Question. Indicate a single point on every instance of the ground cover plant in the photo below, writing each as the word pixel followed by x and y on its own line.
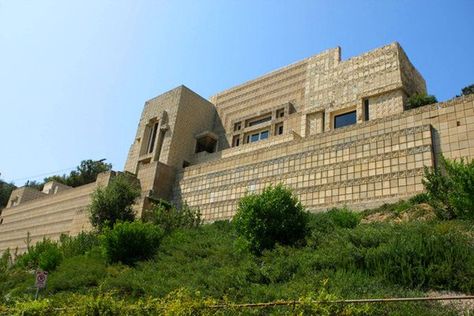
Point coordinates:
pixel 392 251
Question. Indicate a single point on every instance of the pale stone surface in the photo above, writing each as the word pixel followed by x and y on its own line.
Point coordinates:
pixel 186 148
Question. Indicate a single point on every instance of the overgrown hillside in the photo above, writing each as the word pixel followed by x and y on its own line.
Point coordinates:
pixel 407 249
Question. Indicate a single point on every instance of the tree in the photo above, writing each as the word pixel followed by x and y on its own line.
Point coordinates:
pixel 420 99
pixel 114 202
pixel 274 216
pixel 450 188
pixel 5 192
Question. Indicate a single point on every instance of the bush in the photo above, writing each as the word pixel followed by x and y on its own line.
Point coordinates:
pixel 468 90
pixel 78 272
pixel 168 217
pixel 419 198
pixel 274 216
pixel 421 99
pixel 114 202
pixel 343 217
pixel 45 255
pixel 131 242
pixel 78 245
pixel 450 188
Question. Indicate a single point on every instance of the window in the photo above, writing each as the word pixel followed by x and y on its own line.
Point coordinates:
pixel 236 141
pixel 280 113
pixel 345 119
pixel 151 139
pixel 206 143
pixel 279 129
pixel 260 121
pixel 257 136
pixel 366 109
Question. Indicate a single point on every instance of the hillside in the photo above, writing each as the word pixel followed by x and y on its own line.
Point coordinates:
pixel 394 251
_____
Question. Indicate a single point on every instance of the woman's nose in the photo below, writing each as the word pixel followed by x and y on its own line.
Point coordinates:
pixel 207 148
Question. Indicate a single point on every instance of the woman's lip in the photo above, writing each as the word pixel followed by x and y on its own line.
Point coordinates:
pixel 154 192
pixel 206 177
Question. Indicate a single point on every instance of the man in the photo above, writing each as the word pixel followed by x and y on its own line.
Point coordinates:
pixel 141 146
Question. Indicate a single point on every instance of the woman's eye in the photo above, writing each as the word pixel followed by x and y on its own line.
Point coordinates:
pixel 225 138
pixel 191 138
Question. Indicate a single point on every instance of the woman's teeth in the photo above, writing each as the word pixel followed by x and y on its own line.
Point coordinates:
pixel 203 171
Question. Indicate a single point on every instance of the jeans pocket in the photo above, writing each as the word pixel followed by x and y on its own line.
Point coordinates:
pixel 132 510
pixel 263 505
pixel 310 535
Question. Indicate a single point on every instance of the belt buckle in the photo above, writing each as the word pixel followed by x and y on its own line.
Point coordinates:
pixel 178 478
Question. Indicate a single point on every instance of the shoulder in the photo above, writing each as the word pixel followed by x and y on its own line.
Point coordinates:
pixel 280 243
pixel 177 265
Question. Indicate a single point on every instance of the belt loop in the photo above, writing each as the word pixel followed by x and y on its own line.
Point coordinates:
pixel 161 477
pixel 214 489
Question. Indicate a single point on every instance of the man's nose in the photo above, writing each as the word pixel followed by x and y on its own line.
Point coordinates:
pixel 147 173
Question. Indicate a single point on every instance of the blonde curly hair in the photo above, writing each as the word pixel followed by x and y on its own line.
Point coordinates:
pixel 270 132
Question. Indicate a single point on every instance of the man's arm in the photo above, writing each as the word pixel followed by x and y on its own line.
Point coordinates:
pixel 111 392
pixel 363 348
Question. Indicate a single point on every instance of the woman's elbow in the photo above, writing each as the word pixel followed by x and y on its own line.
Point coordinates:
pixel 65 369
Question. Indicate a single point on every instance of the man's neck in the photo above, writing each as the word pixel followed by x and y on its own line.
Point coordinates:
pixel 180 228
_____
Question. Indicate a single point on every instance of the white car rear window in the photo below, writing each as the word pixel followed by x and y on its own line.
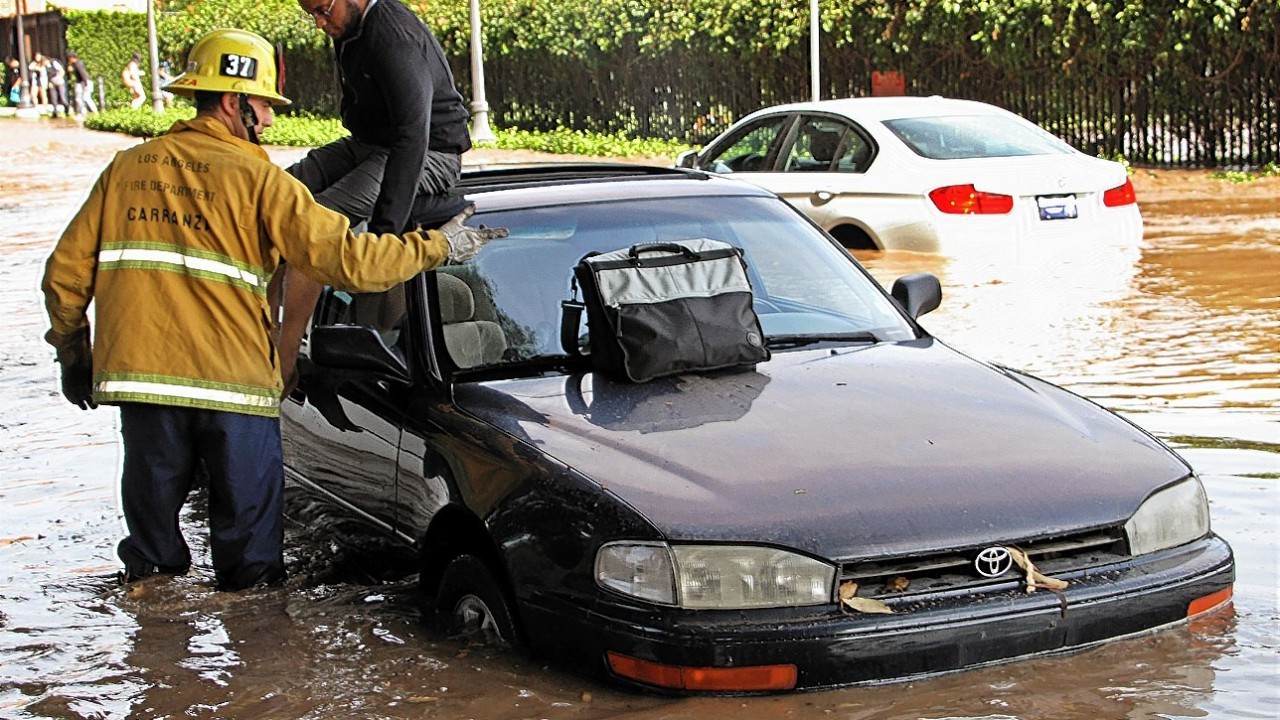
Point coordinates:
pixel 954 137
_____
_Set exercise_. In the part of the material that opens with the line containing "Question. Indicate a single point on every instance of the white" and closes with the line containing "pixel 954 137", replace "rear window" with "back window" and give those lines back with nothing else changed. Leave the pictures out.

_Full solution_.
Question. Indicate a single point on every instance of the white car back window in the photo below, writing each as the word pixel followed by x and y on its own line.
Point coordinates:
pixel 954 137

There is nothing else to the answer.